**DOCUMENT EXCERPT:**
+ + + + + + +

Addressed to Gordon it said-
IN RELATION TO THE FOLLOWING CHARGES AGAINST YOU;
1.BURGLARY 2.TRESPASS
In this case the Victoria Police will recommend to the court that you be granted a Diversion Order.
There was some more detail about diversion orders then it concluded- IF YOU DO NOT WISH TO TAKE ADVANTAGE OF THE DIVERSION OPTION YOUR MATTER WILL BE DEALT WITH AS INDICATED IN THE CHARGE DOCUMENTATION.
Under this was a NOTICE OF ASSESSMENT filled out by a Sgt. of police saying "This person is suitable for a Diversion Order. I suggest that the following Program Conditions be considered:
1. Monetary Donation in the amount of $150 to the Royal Children's hospital.
It didn't seem much of an offer to us, despite the court co-ordinator explaining after we were called in to his office, that if Gord admitted to 'the facts', (that he was a burglar as well as a trespasser) the charges would not to be proceeded with in court, the matter would be all over today, and Gord would not have a criminal record, ie. there would be no convictions recorded against him. Mind you, I supposed Gord would also feel good about a donation of $150 to the Children's hospital.
While we had the coffee Gord and I had decided that we liked the word burglary less than we liked 'trespass with intent to steal' and had decided to take the line of 'what if' we don't accept the diversion, for the reason that Gord was not guilty of burglary. The co-ordinator said that it was burglary because he was in the building, by the definition of burglay, even if he hadn't taken anything. If he had taken something he would have been charged with burglary and theft.
I replied that I had never looked into the definition of burglary, and was unaware until today that Gordon was charged with burglary because the charge and summons referred to 'trespass with intent to steal'. We had requested through our solicitor as early as November to have this charge removed as he had no intent to steal, but had not had a response from the police until the day of the court proceeding, and we had supporting letters from two pshychologists who knew Gordon professionally and said his actions on the night in question were not consistent with a person intending to steal. We went round and and round this for a few minutes, I think I repeated myself but he maintained and repeated that Gord was trespassing by being on the premises and burglaring by being in the building, despite the door being left open and there being no forced entry.

+ + + + + + +

**WHAT IS REQUIRED:** Carry on the account of Gordon's court diversion offer from its last sentence. The lines after this come from a different source than the account of Gordon's court diversion offer.

**DATA BLOCK:**
+ + + + + + +

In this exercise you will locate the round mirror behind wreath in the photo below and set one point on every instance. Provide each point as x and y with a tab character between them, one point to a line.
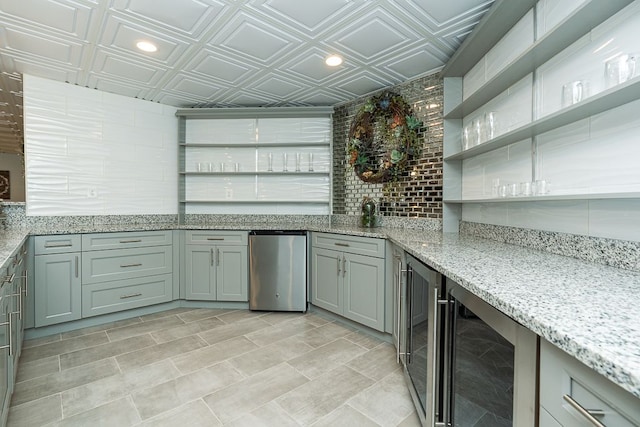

+ + + + + + +

**WRITTEN RESPONSE:**
I asked what now, as we don't like it, and he said he would go and see the police prosecutor and see if the burglary could be dropped. He came back some 15 minutes later and said the prosecutor had contacted Bodor who had agreed to drop the burglary charge, but this could not be done today, it involved paperwork and there would have to be an adjournment and another hearing date and the case is now listed for CONTEST MENTION on the 13 March.
We have to go back again but at least Gord won't have burglary on his police record which is what would be the case if we'd taken the expedient offer, which I'm sure was expected of us. Let's hope there's no suprises on Mar 13.
I wondered from the very beginning why Gord was charged with intent to steal when it was obvious to me that there wasn't any. This quote, from an article in the Weekend Australian recently on deaths in custody and the Qld. police uproar, stood out like a shag on a rock. Shows you how sensitive you can get.
"Every day of the week they present, for prosecution, cases that are utter rubbish because the evidence is not there. Your individual police officer does not give a damn about justice when pushing for these prosecutions, they just want notches in their belt for promotional purposes."
In no way, of course, do I suggest this happens in Victoria.